■ **Questions on the material**:
• 1. Can you repeat the portion of the IBM Granite passage that opens with the words containing "Assistants to Agents: realizing" and closes with "dynamic business environments."?
• 2. Do these statements agree with the IBM Granite passage? Answer yes or no for each, and quote the words of the passage that decide it. (a) IBM has collaborated with Docker on Granite models. (b) The Granite models belong to a closed-source catalog. (c) The future AI agents IBM is paving the way for are meant to perform only simple tasks in static settings.

The latest generation of Granite models expand IBM’s robust open-source catalog of powerful LLMs. IBM has collaborated with ecosystem partners like AWS, Docker, Domo, Qualcomm Technologies, Inc. via its Qualcomm® AI Hub, Salesforce, SAP, and others to integrate a variety of Granite models into these partners’ offerings or make Granite models available on their platforms, offering greater choice to enterprises across the world.
Assistants to Agents: realizing the future for enterprise AI
IBM is advancing enterprise AI through a spectrum of technologies – from models and assistants, to the tools needed to tune and deploy AI specifically for companies’ unique data and use-cases. IBM is also paving the way for future AI agents that can self-direct, reflect, and perform complex tasks in dynamic business environments.

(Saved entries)
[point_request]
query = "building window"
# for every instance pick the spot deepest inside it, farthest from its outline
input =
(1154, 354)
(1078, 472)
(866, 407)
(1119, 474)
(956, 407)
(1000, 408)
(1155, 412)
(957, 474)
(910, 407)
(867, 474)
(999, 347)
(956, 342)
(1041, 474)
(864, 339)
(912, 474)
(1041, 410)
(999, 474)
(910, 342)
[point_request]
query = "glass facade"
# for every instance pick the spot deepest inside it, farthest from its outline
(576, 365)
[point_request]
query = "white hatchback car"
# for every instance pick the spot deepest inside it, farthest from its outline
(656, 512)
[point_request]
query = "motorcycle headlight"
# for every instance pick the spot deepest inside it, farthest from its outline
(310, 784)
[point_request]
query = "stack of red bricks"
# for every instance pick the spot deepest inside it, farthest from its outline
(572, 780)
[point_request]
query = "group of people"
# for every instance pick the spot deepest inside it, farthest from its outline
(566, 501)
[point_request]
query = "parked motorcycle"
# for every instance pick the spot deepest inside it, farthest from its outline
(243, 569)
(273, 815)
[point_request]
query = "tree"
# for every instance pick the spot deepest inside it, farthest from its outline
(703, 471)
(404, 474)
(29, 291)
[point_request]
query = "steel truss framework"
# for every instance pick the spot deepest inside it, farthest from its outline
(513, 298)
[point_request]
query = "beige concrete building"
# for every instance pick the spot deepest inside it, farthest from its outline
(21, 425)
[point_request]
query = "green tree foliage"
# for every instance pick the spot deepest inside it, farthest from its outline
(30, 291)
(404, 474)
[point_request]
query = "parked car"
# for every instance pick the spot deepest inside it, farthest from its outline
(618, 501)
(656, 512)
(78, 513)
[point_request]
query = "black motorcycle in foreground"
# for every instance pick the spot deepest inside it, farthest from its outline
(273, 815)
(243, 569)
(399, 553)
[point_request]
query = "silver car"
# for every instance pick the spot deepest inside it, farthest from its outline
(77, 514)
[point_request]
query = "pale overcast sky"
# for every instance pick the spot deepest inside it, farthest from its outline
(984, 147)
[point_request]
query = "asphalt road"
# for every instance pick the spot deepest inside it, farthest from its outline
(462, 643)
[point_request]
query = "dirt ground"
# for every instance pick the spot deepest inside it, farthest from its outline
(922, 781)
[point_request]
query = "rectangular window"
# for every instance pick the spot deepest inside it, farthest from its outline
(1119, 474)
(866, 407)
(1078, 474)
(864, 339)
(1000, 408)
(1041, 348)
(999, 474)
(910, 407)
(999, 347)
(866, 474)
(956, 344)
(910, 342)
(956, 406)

■ **Task solutions**:
• 1.
Assistants to Agents: realizing the future for enterprise AI
IBM is advancing enterprise AI through a spectrum of technologies – from models and assistants, to the tools needed to tune and deploy AI specifically for companies’ unique data and use-cases. IBM is also paving the way for future AI agents that can self-direct, reflect, and perform complex tasks in dynamic business environments.

• 2.
(a) Yes: "IBM has collaborated with ecosystem partners like AWS, Docker, Domo"
(b) No: "IBM’s robust open-source catalog of powerful LLMs"
(c) No: "perform complex tasks in dynamic business environments"